Stored data:
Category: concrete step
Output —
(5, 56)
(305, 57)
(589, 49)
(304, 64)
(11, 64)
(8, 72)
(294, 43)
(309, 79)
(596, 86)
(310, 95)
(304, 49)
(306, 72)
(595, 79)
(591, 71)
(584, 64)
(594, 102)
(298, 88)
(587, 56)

YOUR INSTRUCTIONS =
Please print out every record exactly as it is written.

ANSWER =
Category: concrete step
Output —
(5, 56)
(305, 57)
(589, 49)
(304, 64)
(11, 64)
(8, 72)
(294, 43)
(309, 79)
(596, 86)
(310, 95)
(304, 49)
(306, 72)
(595, 79)
(591, 71)
(584, 64)
(594, 102)
(298, 88)
(587, 56)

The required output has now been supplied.